Zwei Familien Archive Tel Aviv
Zwei Familien Archive – Shimon Lev, Friedemann Derschmidt
Objekte der Erinnerung – Shimon Lev
Seit Anfang der 1990er Jahre arbeite ich an einem Projekt, das sich mit dem Erinnern und dem Werdegang meiner Familie auseinandersetzt.
Das “Familien-Fototagebuch” besteht bereits aus hunderten Fotografien, die unterschiedlichste Aspekte der Familie abbilden. Während der Jahre sind Fragen nach der Kontinuität jüdischer Kultur, dem Umgang mit dem Holocaust sowie den Brüchen und dem Elend nach diesem aufgetaucht.

•••

→ Gestellte Aufgabe 1
Woraus besteht das „Familien-Fototagebuch“ laut dem Text über die zwei Familienarchive bereits?
Der Text und die Zeilen sind voneinander getrenntes Material.

→ Bereitgestelltes Material
•••

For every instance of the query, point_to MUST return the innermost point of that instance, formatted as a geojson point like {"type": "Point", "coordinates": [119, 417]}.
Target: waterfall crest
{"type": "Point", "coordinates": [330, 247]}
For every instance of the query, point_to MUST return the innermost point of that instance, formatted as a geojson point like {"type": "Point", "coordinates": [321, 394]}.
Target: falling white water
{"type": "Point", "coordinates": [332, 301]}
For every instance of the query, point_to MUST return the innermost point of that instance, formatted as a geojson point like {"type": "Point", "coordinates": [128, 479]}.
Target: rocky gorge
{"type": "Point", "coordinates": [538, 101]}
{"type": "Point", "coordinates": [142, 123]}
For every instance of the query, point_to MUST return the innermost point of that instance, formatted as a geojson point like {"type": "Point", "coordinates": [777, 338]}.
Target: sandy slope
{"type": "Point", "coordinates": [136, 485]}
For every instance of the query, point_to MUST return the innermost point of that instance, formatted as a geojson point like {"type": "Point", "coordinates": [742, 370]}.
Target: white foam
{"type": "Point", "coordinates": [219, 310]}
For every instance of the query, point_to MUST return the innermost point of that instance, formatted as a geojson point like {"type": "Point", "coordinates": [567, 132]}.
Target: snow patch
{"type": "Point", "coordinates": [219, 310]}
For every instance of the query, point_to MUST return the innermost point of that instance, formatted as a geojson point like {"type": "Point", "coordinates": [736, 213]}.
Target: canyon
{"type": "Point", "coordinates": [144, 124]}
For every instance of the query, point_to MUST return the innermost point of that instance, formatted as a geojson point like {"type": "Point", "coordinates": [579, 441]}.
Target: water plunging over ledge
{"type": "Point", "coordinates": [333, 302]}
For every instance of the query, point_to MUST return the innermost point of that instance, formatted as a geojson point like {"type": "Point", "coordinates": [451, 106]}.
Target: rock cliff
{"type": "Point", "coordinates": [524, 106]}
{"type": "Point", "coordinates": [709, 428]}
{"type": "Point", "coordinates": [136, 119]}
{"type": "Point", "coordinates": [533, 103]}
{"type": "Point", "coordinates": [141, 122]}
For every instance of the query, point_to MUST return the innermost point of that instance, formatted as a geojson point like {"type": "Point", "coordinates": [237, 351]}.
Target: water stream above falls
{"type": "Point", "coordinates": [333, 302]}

•••

→ Gestellte Aufgabe 2
Sammle jede Zeile, in der das Wort „white“ vorkommt, und gib sie unverändert wieder.

→ Schriftliche Antwort 1
Aus hunderten Fotografien, die unterschiedlichste Aspekte der Familie abbilden.

→ Schriftliche Antwort 2
Target: falling white water
Target: white foam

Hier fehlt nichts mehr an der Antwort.